■ WHAT THIS TASK INVOLVES
Retype the passage on a medical test's negative predictive value from "Someone I know" up to and including "probability \(p(N\lvert -)\).".

Apart from being an interesting exercise in the real-life uses of probability, this example, with its massive gap between the true negative rate and the negative predictive value, highlights the importance of thinking critically (and Bayesian-ly) about statistical evidence.

Lies, Damn Lies, and Hypothesis Tests

Someone I know had a medical test done in an attempt to confirm a diagnosis strongly suggested by an earlier test. This test came back negative, out of alignmnent with both the other test and with the clinical evidence. In light of this, the physician recommended more expensive and invasive testing to rule out alternatives.

I decided to look up this second test to get a sense for its negative predictive value. The negative predictive value is the probability that an individual who tests negative is a true negative, rather than a false negative. If we use \(D\) and \(N\) to represent the statements “the patient has the _D_isease” and “the patient does _N_ot have the disease” and \(+\) and \(-\) to represent the statements “the patient’s test is positive” and “the patient’s test is negative”, then the negative predictive value is the conditional probability \(p(N\lvert -)\).

■ STUDY MATERIAL

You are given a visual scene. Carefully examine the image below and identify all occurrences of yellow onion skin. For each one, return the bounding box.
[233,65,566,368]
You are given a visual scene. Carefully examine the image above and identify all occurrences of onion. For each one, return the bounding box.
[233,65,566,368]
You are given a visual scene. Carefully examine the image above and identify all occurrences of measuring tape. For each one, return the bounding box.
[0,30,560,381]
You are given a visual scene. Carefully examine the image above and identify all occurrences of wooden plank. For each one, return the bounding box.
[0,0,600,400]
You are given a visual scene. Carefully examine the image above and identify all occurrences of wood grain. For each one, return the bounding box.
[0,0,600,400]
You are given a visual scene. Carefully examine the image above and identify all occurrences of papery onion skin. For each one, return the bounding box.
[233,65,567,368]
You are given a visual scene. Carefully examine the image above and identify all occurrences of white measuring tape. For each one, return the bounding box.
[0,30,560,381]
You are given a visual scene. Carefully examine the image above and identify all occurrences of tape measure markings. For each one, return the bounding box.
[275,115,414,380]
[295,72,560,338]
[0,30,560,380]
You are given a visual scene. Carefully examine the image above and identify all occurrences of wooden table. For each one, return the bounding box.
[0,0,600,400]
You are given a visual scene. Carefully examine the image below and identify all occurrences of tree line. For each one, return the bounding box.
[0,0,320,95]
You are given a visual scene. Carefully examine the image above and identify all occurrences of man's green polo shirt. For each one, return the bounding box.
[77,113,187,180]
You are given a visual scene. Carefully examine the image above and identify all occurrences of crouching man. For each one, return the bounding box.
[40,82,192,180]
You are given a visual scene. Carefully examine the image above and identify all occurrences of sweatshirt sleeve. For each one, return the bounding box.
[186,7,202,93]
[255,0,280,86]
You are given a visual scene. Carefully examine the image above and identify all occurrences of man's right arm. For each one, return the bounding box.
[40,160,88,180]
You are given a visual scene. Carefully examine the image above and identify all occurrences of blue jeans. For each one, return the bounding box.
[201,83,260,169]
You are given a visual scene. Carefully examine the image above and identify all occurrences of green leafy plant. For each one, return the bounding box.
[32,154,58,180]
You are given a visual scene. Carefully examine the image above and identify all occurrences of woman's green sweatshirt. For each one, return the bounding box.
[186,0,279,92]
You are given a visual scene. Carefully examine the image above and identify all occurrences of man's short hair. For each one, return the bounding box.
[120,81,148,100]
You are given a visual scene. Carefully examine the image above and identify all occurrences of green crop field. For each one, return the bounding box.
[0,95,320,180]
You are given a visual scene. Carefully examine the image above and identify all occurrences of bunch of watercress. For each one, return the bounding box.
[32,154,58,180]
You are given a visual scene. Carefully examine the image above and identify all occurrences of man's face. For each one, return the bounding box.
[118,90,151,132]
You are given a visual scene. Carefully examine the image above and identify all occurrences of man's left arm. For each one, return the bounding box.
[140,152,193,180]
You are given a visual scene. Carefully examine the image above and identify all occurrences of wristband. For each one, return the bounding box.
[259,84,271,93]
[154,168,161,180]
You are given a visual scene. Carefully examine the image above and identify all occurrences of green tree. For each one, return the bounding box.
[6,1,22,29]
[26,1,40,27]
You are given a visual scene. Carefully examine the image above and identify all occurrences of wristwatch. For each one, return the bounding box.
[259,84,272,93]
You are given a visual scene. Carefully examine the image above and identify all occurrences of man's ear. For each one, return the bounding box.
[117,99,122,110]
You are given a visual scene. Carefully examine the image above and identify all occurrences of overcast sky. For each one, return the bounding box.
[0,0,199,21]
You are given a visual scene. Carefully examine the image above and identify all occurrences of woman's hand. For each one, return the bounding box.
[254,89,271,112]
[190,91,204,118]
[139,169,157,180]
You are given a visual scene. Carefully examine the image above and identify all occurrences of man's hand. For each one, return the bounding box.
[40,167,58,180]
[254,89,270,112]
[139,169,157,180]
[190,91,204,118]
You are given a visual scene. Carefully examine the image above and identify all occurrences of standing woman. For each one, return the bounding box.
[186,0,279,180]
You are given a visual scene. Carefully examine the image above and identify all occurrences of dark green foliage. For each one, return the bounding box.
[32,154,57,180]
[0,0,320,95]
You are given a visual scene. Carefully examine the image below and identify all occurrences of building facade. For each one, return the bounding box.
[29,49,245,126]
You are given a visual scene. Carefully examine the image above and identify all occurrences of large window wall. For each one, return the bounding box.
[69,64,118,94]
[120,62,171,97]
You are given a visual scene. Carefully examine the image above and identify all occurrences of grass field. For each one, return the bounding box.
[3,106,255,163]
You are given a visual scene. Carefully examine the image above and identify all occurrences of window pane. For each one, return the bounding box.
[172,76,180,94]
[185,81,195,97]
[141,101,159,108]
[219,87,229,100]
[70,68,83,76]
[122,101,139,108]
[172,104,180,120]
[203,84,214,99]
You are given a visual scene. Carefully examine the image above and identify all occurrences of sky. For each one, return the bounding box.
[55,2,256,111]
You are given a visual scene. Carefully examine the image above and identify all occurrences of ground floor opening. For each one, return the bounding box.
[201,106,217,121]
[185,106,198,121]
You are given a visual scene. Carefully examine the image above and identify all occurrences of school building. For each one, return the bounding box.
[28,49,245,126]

---

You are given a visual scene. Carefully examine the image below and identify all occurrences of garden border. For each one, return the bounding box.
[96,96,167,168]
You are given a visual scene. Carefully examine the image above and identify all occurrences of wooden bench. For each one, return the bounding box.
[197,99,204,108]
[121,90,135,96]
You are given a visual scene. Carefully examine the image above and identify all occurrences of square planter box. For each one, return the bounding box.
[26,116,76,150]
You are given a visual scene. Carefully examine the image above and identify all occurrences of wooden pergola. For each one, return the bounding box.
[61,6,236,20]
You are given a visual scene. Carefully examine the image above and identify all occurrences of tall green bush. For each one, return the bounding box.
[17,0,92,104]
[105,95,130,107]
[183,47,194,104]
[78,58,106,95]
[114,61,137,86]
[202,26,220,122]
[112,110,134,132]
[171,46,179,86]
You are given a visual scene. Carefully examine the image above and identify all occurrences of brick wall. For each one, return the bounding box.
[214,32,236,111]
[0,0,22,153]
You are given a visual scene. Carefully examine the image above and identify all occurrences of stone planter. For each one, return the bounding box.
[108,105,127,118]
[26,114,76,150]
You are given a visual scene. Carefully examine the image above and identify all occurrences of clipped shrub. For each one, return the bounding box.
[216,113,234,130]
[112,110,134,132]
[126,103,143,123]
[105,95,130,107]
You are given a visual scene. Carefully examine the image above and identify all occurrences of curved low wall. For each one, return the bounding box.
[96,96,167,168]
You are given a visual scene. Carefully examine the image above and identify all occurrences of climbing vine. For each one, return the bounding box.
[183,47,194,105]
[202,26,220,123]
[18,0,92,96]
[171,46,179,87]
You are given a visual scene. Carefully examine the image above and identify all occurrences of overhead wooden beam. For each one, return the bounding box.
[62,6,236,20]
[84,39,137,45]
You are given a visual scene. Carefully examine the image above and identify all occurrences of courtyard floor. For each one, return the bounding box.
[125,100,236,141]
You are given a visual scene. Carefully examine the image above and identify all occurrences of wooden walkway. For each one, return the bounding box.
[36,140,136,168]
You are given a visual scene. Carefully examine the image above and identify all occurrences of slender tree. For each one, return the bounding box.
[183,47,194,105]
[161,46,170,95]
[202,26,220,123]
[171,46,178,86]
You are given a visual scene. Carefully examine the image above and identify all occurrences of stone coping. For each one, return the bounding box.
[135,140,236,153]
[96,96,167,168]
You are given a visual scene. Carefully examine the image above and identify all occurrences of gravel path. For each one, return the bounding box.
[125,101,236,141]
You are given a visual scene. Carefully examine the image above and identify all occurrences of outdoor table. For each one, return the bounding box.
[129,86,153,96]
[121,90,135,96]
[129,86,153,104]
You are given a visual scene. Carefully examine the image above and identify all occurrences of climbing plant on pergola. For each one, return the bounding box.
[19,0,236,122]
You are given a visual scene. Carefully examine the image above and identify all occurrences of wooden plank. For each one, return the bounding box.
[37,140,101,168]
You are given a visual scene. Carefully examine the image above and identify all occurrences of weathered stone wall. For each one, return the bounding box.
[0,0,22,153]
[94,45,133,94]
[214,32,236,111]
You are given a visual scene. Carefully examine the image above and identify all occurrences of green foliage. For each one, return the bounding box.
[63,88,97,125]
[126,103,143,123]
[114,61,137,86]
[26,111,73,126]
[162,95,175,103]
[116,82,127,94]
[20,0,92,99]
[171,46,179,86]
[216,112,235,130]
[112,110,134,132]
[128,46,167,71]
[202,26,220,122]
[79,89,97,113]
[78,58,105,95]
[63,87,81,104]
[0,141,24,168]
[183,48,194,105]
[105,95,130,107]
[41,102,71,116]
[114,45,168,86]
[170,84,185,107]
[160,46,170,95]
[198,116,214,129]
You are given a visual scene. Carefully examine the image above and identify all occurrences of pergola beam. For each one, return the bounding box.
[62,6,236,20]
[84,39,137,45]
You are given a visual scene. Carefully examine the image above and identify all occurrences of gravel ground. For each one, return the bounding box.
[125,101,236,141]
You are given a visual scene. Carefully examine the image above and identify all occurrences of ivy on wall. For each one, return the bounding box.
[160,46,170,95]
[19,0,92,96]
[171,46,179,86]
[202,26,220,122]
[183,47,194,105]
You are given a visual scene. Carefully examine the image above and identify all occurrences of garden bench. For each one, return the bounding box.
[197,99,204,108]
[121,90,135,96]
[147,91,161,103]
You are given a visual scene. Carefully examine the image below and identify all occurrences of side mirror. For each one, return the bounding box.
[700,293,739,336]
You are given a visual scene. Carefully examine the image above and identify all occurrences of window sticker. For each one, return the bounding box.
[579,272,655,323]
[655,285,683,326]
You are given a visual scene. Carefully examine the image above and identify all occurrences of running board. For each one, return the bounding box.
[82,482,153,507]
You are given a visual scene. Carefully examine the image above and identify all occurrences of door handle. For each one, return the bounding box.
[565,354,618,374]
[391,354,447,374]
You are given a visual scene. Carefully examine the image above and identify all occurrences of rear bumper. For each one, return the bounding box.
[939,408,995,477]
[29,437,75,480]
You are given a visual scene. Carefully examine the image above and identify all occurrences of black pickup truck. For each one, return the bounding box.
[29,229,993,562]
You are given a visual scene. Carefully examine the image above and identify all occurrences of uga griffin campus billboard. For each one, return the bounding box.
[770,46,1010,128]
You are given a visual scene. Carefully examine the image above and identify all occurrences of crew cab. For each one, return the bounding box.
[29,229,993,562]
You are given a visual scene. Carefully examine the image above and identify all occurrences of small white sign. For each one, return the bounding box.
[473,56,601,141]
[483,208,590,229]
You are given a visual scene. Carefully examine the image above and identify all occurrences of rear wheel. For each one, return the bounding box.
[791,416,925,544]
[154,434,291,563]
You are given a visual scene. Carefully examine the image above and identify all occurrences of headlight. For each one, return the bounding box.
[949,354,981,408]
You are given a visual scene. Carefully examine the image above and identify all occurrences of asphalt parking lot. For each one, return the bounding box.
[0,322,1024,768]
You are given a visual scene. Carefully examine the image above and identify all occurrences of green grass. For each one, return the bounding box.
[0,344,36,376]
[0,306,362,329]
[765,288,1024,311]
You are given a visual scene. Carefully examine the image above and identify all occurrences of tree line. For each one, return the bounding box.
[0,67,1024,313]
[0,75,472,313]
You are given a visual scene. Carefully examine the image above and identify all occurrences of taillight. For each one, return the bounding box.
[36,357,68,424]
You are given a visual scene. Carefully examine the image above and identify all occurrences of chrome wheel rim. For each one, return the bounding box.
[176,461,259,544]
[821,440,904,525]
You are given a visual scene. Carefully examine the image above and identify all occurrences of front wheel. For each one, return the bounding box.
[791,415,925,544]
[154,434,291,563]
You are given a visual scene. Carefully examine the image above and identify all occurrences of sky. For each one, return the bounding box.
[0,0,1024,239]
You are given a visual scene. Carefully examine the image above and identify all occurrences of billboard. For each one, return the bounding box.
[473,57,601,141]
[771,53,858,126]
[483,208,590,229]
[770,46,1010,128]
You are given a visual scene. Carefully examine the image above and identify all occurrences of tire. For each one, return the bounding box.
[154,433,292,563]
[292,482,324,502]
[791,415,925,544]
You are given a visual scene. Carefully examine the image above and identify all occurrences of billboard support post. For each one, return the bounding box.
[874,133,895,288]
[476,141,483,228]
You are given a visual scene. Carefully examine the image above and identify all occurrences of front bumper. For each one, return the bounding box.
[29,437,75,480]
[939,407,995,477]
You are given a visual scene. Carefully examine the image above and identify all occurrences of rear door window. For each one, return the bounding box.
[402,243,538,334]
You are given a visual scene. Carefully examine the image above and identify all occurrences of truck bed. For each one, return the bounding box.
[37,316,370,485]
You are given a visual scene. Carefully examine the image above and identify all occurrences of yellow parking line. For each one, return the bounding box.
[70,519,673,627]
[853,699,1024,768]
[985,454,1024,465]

■ RESULT OF THE TASK
Someone I know had a medical test done in an attempt to confirm a diagnosis strongly suggested by an earlier test. This test came back negative, out of alignmnent with both the other test and with the clinical evidence. In light of this, the physician recommended more expensive and invasive testing to rule out alternatives.

I decided to look up this second test to get a sense for its negative predictive value. The negative predictive value is the probability that an individual who tests negative is a true negative, rather than a false negative. If we use \(D\) and \(N\) to represent the statements “the patient has the _D_isease” and “the patient does _N_ot have the disease” and \(+\) and \(-\) to represent the statements “the patient’s test is positive” and “the patient’s test is negative”, then the negative predictive value is the conditional probability \(p(N\lvert -)\).